◆ **Work instruction**:
Please repeat the records below exactly, skipping any pictures.

◆ **Information supplied**:
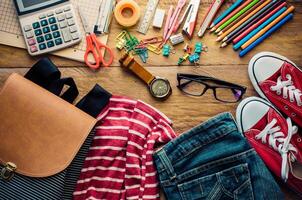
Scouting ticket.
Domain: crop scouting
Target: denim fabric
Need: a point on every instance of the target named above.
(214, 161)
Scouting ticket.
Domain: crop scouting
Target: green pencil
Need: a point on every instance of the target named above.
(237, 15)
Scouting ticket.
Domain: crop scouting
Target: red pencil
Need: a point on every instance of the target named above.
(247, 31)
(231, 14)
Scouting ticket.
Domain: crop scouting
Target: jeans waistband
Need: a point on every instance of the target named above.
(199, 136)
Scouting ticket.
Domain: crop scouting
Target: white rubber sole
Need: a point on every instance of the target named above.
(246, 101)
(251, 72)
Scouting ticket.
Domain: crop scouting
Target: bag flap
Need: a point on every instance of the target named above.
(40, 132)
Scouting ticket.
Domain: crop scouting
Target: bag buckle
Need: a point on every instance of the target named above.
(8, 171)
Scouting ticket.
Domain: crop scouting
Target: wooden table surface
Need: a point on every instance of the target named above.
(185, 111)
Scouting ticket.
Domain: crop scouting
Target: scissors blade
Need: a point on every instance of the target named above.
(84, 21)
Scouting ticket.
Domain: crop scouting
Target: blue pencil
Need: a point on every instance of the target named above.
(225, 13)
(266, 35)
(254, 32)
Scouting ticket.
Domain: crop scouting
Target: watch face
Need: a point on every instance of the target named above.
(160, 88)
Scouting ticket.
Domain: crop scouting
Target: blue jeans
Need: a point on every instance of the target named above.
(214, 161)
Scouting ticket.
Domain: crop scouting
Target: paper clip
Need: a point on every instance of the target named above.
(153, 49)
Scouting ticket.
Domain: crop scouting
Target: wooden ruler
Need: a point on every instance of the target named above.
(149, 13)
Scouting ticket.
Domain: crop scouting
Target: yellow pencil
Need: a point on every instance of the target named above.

◆ **Solution for this problem**:
Scouting ticket.
Domain: crop scouting
Target: denim fabric
Need: a point on every instance of the target named above.
(214, 161)
Scouting ticket.
Domain: crop scouting
Target: green pencil
Need: a point on every instance of the target named above.
(237, 15)
Scouting ticket.
Domain: crop scouting
Target: red pencil
Need: a point on every instance of the target named above.
(247, 31)
(231, 14)
Scouting ticket.
Domain: crop scouting
Target: jeans waistband
Need: a point on every instance of the target named above.
(199, 136)
Scouting ticket.
Domain: crop scouting
Target: white rubber sole
Need: a point on every instance of the target named above.
(246, 101)
(251, 72)
Scouting ticket.
Domain: crop scouting
Target: bag flap
Need: a point on every instance of the target named above.
(40, 132)
Scouting ticket.
Domain: crop scouting
Target: bag buckle
Need: a point on every instance of the target named above.
(8, 171)
Scouting ticket.
Domain: crop scouting
Target: wooden table surface
Need: a point on every instance of the target named above.
(185, 111)
Scouting ticket.
Domain: crop scouting
Target: scissors blade
Need: a point on every instance of the target named above.
(84, 21)
Scouting ticket.
Domain: crop scouting
Target: blue pencil
Need: a point on every instance of the target named above.
(225, 13)
(266, 35)
(254, 32)
Scouting ticket.
Domain: crop scouting
Target: watch face
Need: a point on every instance of the target named above.
(160, 88)
Scouting ticket.
Domain: crop scouting
Target: blue jeans
Need: a point on every instance of the target named above.
(214, 161)
Scouting ticket.
Domain: crop scouting
Target: paper clip
Need: a point on every instance of the target named above.
(153, 49)
Scouting ticket.
Domain: crop scouting
Target: wooden ruler
Need: a point on every instance of the target named above.
(149, 13)
Scouting ticket.
Domain: crop scouting
Target: yellow pencil
Need: a point on every instance of the target named above.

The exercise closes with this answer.